Object point labels
'''

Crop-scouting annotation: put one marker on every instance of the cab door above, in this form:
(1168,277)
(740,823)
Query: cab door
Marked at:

'''

Task objective — Please rewrite each entry above with "Marked at" changed to "Located at" and nothing else altered.

Answer to the task —
Crop-scouting annotation: put one marker on every instance of the cab door above, in this form:
(1168,277)
(740,823)
Query: cab door
Located at:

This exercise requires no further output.